» WHAT THE TASK REQUIRES
In the data below, how many lines contain the string "bicycle"? Give only the number.

» DATA
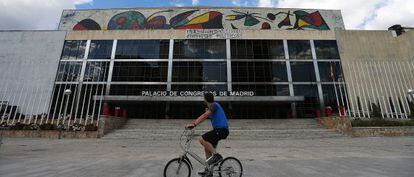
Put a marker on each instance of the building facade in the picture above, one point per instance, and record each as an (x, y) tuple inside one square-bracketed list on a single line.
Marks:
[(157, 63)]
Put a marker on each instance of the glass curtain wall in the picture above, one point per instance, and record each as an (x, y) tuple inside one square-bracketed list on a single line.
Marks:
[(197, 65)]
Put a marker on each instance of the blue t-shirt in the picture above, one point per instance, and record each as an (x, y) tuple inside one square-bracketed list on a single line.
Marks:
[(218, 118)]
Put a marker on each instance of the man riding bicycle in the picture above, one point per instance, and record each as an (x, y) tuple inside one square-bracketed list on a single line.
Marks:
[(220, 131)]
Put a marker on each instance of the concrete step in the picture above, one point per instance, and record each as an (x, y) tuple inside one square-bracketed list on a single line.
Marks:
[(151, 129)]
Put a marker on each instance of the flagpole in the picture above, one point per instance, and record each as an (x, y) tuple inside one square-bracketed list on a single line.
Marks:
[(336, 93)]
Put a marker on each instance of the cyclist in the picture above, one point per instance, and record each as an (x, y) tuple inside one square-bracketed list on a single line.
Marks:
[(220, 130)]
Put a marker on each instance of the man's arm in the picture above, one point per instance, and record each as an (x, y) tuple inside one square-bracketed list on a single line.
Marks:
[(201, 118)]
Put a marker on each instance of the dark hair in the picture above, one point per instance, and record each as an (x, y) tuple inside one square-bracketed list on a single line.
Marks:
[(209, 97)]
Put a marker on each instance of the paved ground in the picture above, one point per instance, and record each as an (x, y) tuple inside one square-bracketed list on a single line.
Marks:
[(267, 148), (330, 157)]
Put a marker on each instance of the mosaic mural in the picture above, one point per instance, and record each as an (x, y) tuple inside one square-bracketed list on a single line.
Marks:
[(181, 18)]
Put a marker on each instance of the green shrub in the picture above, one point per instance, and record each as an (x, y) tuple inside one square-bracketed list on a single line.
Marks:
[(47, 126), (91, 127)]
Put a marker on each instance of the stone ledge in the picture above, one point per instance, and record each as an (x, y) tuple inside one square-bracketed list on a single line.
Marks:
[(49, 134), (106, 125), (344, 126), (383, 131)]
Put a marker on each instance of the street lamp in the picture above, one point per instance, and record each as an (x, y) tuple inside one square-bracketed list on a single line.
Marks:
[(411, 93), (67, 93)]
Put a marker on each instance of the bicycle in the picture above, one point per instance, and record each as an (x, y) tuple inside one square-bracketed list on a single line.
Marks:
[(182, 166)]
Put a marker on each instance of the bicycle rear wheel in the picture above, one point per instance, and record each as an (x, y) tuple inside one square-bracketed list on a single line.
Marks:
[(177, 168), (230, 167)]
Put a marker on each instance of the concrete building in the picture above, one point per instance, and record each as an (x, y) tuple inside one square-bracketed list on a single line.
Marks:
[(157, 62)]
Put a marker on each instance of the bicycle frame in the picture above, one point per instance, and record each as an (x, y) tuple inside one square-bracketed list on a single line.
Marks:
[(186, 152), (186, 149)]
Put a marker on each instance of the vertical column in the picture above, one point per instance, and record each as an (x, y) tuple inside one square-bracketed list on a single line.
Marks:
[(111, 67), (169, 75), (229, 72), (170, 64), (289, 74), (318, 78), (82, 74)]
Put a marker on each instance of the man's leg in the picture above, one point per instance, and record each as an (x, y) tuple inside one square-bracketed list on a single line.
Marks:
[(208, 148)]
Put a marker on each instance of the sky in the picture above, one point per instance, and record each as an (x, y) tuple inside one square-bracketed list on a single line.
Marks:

» OUTPUT OF THE TASK
4